## TASK DIRECTIONS
Copy every line of the entries below verbatim, with no changes.

## Outline entries
——

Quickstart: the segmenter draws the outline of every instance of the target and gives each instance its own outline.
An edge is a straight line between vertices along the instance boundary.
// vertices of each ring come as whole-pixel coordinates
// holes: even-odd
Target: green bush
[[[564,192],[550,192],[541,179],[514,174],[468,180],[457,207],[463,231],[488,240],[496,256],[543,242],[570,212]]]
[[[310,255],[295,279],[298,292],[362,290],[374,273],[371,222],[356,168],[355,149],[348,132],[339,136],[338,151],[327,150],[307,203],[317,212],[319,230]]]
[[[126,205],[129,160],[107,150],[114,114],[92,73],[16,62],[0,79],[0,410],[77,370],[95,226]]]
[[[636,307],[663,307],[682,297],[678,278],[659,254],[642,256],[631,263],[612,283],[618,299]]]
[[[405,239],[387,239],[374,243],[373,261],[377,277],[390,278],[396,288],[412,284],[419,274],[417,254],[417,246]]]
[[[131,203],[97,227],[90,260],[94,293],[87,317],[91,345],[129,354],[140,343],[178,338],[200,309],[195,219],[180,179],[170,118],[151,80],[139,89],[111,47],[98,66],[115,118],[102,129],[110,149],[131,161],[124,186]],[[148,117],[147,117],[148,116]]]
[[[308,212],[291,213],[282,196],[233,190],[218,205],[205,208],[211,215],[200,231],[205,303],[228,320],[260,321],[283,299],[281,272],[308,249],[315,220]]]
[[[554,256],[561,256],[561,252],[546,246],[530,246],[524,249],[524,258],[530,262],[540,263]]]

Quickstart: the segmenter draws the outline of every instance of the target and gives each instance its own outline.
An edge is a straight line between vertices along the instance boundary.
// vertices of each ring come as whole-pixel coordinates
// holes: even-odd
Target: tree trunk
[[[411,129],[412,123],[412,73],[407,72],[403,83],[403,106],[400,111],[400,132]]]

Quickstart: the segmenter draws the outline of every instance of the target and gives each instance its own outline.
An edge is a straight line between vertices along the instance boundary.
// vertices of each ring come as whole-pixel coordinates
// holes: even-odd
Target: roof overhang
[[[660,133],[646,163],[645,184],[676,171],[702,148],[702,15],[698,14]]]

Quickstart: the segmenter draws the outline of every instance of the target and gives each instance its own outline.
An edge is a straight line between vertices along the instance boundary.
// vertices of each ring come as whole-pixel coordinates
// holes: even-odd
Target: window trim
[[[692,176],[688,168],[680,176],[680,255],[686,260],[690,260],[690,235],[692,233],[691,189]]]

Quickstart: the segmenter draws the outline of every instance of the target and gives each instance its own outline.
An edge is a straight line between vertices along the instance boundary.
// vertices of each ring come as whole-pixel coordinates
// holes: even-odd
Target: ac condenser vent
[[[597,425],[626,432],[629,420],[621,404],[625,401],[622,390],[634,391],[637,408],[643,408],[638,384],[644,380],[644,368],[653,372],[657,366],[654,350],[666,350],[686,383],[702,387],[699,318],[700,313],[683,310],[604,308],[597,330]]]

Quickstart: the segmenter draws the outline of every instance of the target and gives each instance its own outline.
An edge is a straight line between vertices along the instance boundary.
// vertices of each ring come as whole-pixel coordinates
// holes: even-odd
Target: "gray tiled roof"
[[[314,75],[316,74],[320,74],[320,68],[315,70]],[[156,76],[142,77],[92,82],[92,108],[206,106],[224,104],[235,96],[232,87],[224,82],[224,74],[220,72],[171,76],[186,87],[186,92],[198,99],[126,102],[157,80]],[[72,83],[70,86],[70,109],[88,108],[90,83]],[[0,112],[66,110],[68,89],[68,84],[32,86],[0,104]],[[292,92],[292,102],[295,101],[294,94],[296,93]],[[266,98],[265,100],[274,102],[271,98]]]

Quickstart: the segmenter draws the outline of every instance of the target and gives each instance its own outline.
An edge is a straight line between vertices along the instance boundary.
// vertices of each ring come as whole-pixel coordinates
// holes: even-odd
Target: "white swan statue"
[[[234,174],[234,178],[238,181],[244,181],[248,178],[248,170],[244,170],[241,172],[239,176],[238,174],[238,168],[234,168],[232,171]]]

——

## THE REPLY
Quickstart: the segmenter draws the outline of every instance of the target and gives each instance its own outline.
An edge is a straight line between vertices along the instance boundary.
// vertices of each ring come as whole-pixel coordinates
// holes: even-odd
Target: green bush
[[[564,192],[550,192],[541,179],[514,174],[468,180],[457,207],[463,231],[488,240],[496,256],[543,242],[570,212]]]
[[[310,255],[295,279],[298,292],[362,290],[374,273],[371,222],[356,168],[355,149],[348,132],[339,136],[338,151],[327,150],[307,203],[317,212],[319,230]]]
[[[126,205],[129,160],[107,150],[114,114],[92,73],[16,62],[0,79],[0,410],[77,370],[95,226]]]
[[[636,307],[663,307],[682,297],[678,278],[659,254],[642,256],[631,263],[612,283],[618,299]]]
[[[405,239],[387,239],[374,243],[373,261],[377,277],[390,278],[396,288],[412,284],[419,274],[417,254],[417,246]]]
[[[131,203],[97,227],[90,260],[94,293],[87,317],[91,345],[129,354],[140,343],[178,338],[200,309],[195,219],[180,179],[170,118],[151,80],[139,89],[111,47],[98,66],[115,118],[102,129],[110,149],[131,161],[124,186]],[[148,117],[147,117],[148,116]]]
[[[308,212],[291,213],[282,196],[233,190],[218,205],[205,208],[211,215],[200,231],[205,303],[228,320],[260,321],[283,299],[281,272],[308,249],[315,220]]]
[[[554,256],[561,256],[561,252],[546,246],[530,246],[524,249],[524,258],[530,262],[540,263]]]

Quickstart: the segmenter draws the outline of every instance of the target and gives each instance its own outline.
An edge is a straight line between vertices along the instance boundary.
// vertices of each ring come as whole-pixel coordinates
// holes: even-odd
Target: tree trunk
[[[411,129],[412,123],[412,73],[407,72],[403,83],[403,106],[400,111],[400,132]]]

Quickstart: the segmenter draws the outline of every instance of the target and gives each instance its own outline.
An edge is a straight line between vertices along the instance boundary.
// vertices of each ring come as whole-pixel coordinates
// holes: even-odd
Target: roof overhang
[[[660,133],[646,163],[645,184],[676,171],[702,148],[702,15],[698,14]]]

Quickstart: the segmenter draws the outline of every instance of the target and gives each instance its own outline.
An edge is a straight line between vertices along the instance boundary.
// vertices of each ring come as whole-pixel coordinates
// holes: even-odd
Target: window trim
[[[692,176],[688,168],[680,176],[680,255],[686,260],[690,260],[690,235],[692,233],[691,189]]]

Quickstart: the segmenter draws the outline of every instance of the target and gives each instance its own outline.
An edge is a straight line between vertices along the instance boundary.
// vertices of each ring come as whole-pixel coordinates
// holes: even-odd
Target: ac condenser vent
[[[597,425],[626,432],[629,420],[621,404],[625,401],[622,390],[634,391],[637,408],[643,408],[638,384],[644,380],[644,368],[653,372],[657,366],[654,350],[666,350],[686,383],[702,387],[699,318],[700,313],[683,310],[604,308],[597,330]]]

Quickstart: the segmenter draws the outline of every instance of the target and gives each instance its own outline.
An edge is a straight line between vertices along the instance boundary.
// vertices of each ring come as whole-pixel coordinates
// holes: even-odd
Target: "gray tiled roof"
[[[314,75],[316,74],[320,74],[320,68],[315,70]],[[156,76],[142,77],[92,82],[92,108],[206,106],[224,104],[235,96],[232,87],[224,82],[224,74],[220,72],[171,76],[186,87],[186,92],[198,99],[126,102],[157,80]],[[72,83],[70,86],[70,109],[88,108],[90,83]],[[0,112],[66,110],[68,89],[68,84],[32,86],[0,104]],[[292,92],[292,102],[295,101],[294,94],[296,93]],[[266,98],[265,100],[274,102],[271,98]]]

Quickstart: the segmenter draws the outline of every instance of the target and gives each instance its own outline.
An edge is a straight line between vertices along the instance boundary.
// vertices of each ring come as whole-pixel coordinates
// holes: even-odd
Target: "white swan statue"
[[[234,174],[234,178],[238,181],[244,181],[248,178],[248,170],[244,170],[241,172],[239,176],[238,174],[238,168],[234,168],[232,171]]]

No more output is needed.